Give back the records in full, with every line exactly as it was.
----------
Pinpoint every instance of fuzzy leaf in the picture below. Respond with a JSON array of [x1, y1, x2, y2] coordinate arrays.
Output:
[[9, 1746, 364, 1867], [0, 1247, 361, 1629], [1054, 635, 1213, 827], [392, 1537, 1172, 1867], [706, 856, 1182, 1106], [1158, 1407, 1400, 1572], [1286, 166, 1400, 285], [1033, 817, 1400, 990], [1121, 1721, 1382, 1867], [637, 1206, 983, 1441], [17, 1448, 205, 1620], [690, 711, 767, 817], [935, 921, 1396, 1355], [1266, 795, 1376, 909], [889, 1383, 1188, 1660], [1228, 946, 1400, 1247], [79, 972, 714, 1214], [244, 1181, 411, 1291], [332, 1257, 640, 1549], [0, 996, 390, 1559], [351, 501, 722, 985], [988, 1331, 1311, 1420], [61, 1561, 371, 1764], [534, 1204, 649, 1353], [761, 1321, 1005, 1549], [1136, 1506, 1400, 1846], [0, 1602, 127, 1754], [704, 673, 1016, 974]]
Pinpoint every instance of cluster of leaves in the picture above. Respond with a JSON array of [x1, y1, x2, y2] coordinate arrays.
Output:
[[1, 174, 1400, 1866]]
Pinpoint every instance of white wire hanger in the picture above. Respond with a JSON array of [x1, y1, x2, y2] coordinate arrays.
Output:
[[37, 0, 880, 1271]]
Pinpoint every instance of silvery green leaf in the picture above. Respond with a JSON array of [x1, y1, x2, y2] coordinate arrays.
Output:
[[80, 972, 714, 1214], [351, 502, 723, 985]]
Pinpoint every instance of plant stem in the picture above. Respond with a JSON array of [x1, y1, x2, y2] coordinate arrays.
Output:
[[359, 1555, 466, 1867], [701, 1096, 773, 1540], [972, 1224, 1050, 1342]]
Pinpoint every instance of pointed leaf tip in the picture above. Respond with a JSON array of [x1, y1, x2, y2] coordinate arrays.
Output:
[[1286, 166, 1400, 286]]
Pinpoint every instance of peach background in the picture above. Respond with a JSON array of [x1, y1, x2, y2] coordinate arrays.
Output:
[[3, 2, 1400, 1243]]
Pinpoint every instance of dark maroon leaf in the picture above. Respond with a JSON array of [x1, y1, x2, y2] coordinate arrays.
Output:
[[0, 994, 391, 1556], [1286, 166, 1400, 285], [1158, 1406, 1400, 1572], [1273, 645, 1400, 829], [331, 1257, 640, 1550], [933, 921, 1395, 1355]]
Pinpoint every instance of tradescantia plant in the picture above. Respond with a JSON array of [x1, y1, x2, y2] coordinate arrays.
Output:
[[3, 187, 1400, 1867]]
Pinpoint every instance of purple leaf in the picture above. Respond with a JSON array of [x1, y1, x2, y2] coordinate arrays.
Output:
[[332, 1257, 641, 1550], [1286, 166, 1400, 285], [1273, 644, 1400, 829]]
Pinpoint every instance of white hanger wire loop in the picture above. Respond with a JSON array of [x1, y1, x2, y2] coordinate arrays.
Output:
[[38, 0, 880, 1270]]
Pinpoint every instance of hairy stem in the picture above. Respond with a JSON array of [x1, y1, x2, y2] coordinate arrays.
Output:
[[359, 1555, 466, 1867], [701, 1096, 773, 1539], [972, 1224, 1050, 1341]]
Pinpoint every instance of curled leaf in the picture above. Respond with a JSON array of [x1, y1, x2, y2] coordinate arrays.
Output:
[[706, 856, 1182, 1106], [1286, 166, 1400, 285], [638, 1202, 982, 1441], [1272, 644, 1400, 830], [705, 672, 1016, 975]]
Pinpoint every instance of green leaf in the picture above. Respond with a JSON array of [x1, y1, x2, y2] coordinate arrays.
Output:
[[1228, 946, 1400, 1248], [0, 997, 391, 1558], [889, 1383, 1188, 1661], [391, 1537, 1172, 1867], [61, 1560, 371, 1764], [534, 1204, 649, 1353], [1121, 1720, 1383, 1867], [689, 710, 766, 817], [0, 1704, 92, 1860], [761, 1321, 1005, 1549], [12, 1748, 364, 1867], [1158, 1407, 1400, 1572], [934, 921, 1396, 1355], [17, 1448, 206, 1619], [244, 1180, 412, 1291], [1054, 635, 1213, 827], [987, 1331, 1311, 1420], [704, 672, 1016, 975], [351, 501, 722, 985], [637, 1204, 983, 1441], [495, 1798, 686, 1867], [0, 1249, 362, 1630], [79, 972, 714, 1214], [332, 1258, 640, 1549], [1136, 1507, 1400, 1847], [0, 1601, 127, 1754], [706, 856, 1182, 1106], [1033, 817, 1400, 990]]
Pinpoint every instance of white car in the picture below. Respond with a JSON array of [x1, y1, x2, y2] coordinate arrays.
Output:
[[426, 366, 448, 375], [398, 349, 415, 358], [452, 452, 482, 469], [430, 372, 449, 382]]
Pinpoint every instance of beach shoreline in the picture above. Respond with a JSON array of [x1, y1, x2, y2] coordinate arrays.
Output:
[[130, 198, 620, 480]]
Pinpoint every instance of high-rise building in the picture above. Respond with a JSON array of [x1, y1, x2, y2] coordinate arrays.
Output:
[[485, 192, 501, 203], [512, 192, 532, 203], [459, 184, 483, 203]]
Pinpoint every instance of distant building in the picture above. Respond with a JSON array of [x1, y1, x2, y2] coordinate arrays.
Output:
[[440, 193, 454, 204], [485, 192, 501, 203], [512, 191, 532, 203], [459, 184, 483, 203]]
----------
## Your response
Pinpoint every instance of fuzzy leaf in the picture below. Respond with a JSON array of [x1, y1, x2, y2] coordinate arrays.
Output:
[[9, 1746, 364, 1867], [0, 1247, 361, 1629], [1054, 635, 1213, 827], [392, 1537, 1172, 1867], [706, 856, 1182, 1106], [1158, 1407, 1400, 1572], [1286, 166, 1400, 285], [1033, 817, 1400, 990], [1121, 1721, 1382, 1867], [637, 1206, 983, 1441], [17, 1448, 205, 1620], [690, 711, 767, 817], [935, 921, 1396, 1355], [1266, 795, 1376, 909], [889, 1383, 1188, 1660], [1228, 946, 1400, 1247], [79, 972, 714, 1214], [244, 1181, 411, 1291], [332, 1257, 640, 1549], [0, 996, 390, 1559], [351, 501, 722, 985], [988, 1331, 1311, 1420], [61, 1561, 371, 1764], [534, 1204, 649, 1353], [761, 1321, 1005, 1549], [1136, 1506, 1400, 1846], [0, 1602, 127, 1754], [704, 673, 1016, 974]]
Pinpoint every instance of cluster of leaves in the picture above. Respond with a JSON array of [x1, y1, x2, y2] coordinate arrays.
Output:
[[1, 174, 1400, 1866]]
Pinpoint every instance of white wire hanger in the picture above. Respond with a JSON array of [x1, y1, x2, y2] coordinate arrays.
Output:
[[37, 0, 880, 1271]]
Pinpoint every instance of silvery green leaf in the picture above. Respond with a JSON array of [x1, y1, x2, y2] coordinate arrays.
Output:
[[80, 972, 714, 1214], [351, 502, 723, 985]]
Pinpoint every instance of plant stem in the picture above. Respond with a JSON array of [x1, y1, x2, y2] coordinate arrays.
Output:
[[359, 1555, 466, 1867], [701, 1096, 773, 1540], [972, 1224, 1050, 1342]]
Pinpoint every instance of pointed leaf tip in the picture above. Respond with a JSON array of [x1, y1, x2, y2] coordinate arrays.
Output:
[[1286, 166, 1400, 286]]
Pinpoint every instance of peach background in the picture above. Respond with a JSON array of [x1, y1, x2, y2] coordinate arrays.
Output:
[[3, 2, 1400, 1243]]
Pinpoint every instance of dark maroon leaf in the picture above. Respond with a JSON array of [x1, y1, x2, y2] coordinate arrays.
Output:
[[0, 994, 391, 1556], [1286, 166, 1400, 285], [1158, 1406, 1400, 1572], [1273, 645, 1400, 829], [331, 1257, 640, 1550], [933, 921, 1395, 1355]]
Pinpoint every instance of tradescantia plant in the picture above. Respond with a JSON array of [x1, y1, x2, y2] coordinate arrays.
Output:
[[3, 187, 1400, 1867]]
Pinpoint every instance of purple leaf in the picture above. Respond with a JSON array of [x1, y1, x2, y2] coordinate arrays.
Output:
[[332, 1257, 641, 1550], [1286, 166, 1400, 285], [1273, 644, 1400, 829]]
Pinpoint every instance of white hanger wire loop in the picture above. Respond with a JSON array of [x1, y1, x2, y2] coordinate arrays.
Output:
[[38, 0, 880, 1270]]
Pinpoint every instance of hairy stem in the picture above. Respond with a JSON array of [x1, y1, x2, y2] coordinate arrays.
Output:
[[359, 1555, 466, 1867], [701, 1096, 773, 1539], [972, 1224, 1050, 1341]]
Pinpoint every instance of curled leaf in the picture above. Respond with a JSON array of [x1, y1, x2, y2] coordinate arrays.
Output:
[[706, 856, 1182, 1106], [1286, 166, 1400, 285], [638, 1202, 982, 1441], [1272, 644, 1400, 830], [705, 672, 1016, 975]]
Pinpoint every instance of green leaf in the picture above. Respond with a JSON array of [x1, y1, x2, y2] coordinate arrays.
Output:
[[1228, 946, 1400, 1248], [0, 997, 391, 1558], [889, 1383, 1188, 1661], [391, 1537, 1172, 1867], [61, 1560, 371, 1764], [534, 1204, 649, 1353], [1121, 1720, 1383, 1867], [689, 710, 766, 817], [0, 1704, 92, 1860], [761, 1321, 1005, 1549], [12, 1748, 364, 1867], [1158, 1407, 1400, 1572], [934, 921, 1396, 1355], [17, 1448, 206, 1619], [244, 1180, 412, 1291], [1054, 635, 1213, 827], [987, 1331, 1311, 1420], [704, 672, 1016, 975], [351, 501, 722, 985], [637, 1204, 983, 1441], [495, 1798, 686, 1867], [0, 1249, 362, 1630], [79, 972, 714, 1214], [332, 1258, 640, 1549], [1136, 1507, 1400, 1847], [0, 1601, 127, 1754], [706, 856, 1182, 1106], [1033, 817, 1400, 990]]
Pinpoint every instance of white car in the picture below. Respond with a JSON array of [x1, y1, x2, y2] coordinate arrays.
Output:
[[426, 366, 448, 375], [398, 349, 415, 358], [452, 452, 482, 469], [430, 372, 449, 382]]
Pinpoint every instance of beach shoreline in the picture above. Respond with a JSON array of [x1, y1, x2, y2] coordinate arrays.
Output:
[[130, 198, 620, 480]]
Pinpoint every instance of high-rise building in the picture above. Respond with a JSON array of [x1, y1, x2, y2] coordinate arrays.
Output:
[[485, 192, 501, 203], [512, 192, 532, 203], [459, 184, 483, 203]]
Pinpoint every instance of distant building in the picture above. Respond with a JSON array of [x1, y1, x2, y2] coordinate arrays.
Output:
[[440, 193, 454, 204], [485, 192, 501, 203], [512, 191, 532, 203], [459, 184, 483, 203]]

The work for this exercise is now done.